(Raw records)
------
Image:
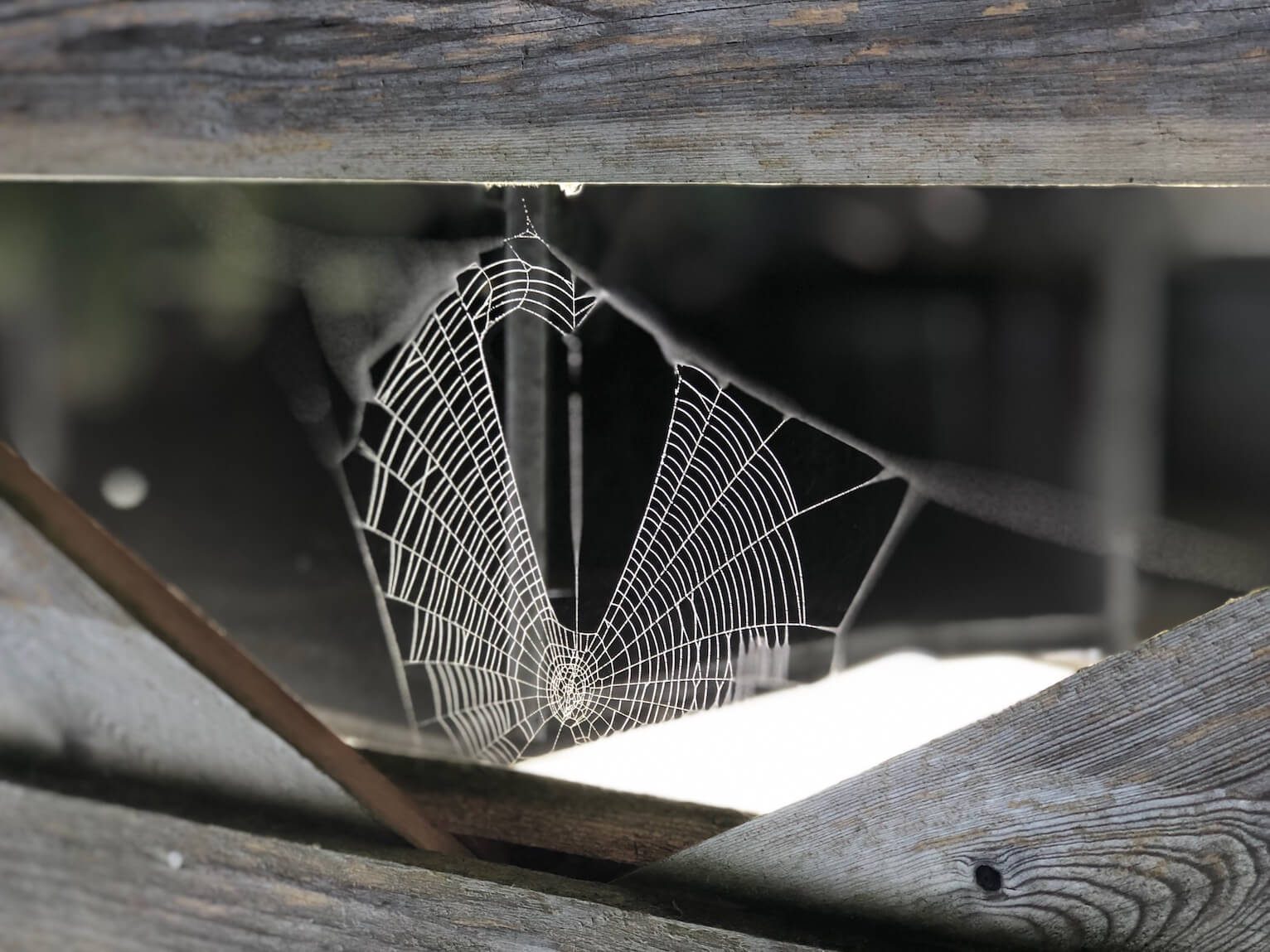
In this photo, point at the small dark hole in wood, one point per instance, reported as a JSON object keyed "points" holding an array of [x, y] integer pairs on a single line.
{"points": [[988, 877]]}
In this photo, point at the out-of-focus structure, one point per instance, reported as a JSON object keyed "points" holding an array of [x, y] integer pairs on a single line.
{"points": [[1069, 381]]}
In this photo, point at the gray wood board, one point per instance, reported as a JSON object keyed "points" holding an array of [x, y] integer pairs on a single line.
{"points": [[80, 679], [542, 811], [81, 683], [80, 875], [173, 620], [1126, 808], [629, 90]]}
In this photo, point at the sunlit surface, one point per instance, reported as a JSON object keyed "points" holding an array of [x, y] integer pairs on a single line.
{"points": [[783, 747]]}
------
Render the listing above as a two-column CSV headed instruction and response. Each row should pair a piece of text from the listing with the answer that follows it, each in its own quoted field with line breaks changed to spaces, and the pictures left out.

instruction,response
"Image: In this photo, point at the small dark hole in wood, one point per instance, reported as a JSON object keyed ""points"" holding an array of [x, y] integer pairs on a single line.","{""points"": [[988, 877]]}"
"In this photo, point at the out-of-focus structure, one point per instance, reported as a JSON object keyed ""points"" holding an array of [x, y] integer pairs on a single line.","{""points"": [[1069, 381]]}"
"In this photo, point at the gray wood board, one point per instance, reported as a JSON object keyed ""points"" holding an array of [x, y] integer pairs on a single line.","{""points"": [[80, 679], [542, 811], [81, 683], [80, 875], [173, 620], [1126, 808], [629, 90]]}"
"In this photo, point at the sunlit surface, one point per instance, reported as a JSON object keyed ""points"" holding an array of [x, y] integer pairs on a single line.","{""points"": [[783, 747]]}"